- Task description -
Copy out word for word every line of the items below, from the one containing "Diagnostic imaging module: highlight the trailer bed" down to the one containing "(205, 187), (258, 196)", including both of those lines.

- Given data -

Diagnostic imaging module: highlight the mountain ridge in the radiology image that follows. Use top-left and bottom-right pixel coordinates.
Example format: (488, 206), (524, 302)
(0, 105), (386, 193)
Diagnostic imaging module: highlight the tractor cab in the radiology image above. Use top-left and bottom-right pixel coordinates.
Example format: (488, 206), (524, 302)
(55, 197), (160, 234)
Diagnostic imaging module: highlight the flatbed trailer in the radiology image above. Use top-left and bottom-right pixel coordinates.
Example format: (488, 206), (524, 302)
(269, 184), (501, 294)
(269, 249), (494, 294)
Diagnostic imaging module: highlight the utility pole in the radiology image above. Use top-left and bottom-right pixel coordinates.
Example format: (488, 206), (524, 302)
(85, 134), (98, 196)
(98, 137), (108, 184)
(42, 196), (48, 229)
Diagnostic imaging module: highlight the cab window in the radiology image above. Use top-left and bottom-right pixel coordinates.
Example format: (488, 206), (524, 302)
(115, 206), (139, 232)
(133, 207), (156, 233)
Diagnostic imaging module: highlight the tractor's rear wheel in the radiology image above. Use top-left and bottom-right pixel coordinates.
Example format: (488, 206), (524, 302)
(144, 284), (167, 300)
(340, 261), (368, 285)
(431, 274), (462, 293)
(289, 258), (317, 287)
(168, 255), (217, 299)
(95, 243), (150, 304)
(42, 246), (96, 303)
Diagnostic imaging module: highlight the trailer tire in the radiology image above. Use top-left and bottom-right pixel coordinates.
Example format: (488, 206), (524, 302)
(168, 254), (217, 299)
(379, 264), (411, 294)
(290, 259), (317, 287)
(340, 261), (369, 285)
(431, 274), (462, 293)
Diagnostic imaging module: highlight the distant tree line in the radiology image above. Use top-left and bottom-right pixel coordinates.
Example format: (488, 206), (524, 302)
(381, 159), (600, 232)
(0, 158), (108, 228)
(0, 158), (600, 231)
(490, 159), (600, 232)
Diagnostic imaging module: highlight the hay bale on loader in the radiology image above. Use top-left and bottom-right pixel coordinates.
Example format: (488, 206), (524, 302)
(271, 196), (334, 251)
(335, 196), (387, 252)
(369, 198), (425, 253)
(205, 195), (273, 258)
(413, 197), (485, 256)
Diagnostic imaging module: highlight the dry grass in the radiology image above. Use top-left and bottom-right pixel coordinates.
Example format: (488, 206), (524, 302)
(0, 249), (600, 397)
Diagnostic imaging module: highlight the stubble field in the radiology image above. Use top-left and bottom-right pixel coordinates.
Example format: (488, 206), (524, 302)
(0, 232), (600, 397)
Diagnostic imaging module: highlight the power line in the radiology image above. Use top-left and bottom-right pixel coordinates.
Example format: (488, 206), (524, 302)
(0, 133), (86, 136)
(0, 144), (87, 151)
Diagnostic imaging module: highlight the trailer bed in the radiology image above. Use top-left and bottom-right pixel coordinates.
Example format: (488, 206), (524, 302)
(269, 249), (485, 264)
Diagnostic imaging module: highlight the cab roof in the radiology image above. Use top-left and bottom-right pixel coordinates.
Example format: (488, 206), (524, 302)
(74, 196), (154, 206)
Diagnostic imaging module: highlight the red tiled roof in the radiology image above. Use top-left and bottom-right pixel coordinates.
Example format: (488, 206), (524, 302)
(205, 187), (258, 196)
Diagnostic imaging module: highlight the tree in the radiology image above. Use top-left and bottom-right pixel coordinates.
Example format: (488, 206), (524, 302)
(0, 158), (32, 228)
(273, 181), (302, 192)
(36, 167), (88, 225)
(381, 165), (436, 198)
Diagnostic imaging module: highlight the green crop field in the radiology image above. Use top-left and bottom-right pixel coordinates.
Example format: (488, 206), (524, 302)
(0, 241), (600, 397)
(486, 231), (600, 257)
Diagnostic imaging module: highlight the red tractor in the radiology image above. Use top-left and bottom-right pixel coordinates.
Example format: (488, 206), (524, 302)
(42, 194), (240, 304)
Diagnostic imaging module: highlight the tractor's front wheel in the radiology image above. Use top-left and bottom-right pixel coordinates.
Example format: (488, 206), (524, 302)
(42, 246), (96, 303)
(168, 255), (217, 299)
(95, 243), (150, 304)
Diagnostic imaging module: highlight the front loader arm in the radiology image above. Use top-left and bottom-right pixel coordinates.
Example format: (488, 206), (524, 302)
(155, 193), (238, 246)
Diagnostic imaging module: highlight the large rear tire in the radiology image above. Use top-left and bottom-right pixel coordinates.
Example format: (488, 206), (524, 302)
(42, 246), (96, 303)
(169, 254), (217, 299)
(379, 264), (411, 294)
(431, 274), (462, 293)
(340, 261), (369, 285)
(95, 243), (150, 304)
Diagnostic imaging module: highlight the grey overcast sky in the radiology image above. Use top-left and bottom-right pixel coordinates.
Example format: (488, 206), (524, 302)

- Result of this exercise -
Diagnostic imaging module: highlight the trailer bed in the radiology image above. Use top-left and bottom-right pixel coordinates.
Example format: (488, 206), (524, 302)
(269, 249), (485, 264)
Diagnostic imaging module: highlight the cab roof in the radiology image above. Use top-left and bottom-right pixel coordinates.
Example format: (488, 206), (524, 302)
(74, 196), (154, 206)
Diagnostic imaging module: highlight the red tiled roof in the radiology image above. Use top-left and bottom-right pixel coordinates.
Example format: (488, 206), (524, 302)
(205, 187), (258, 196)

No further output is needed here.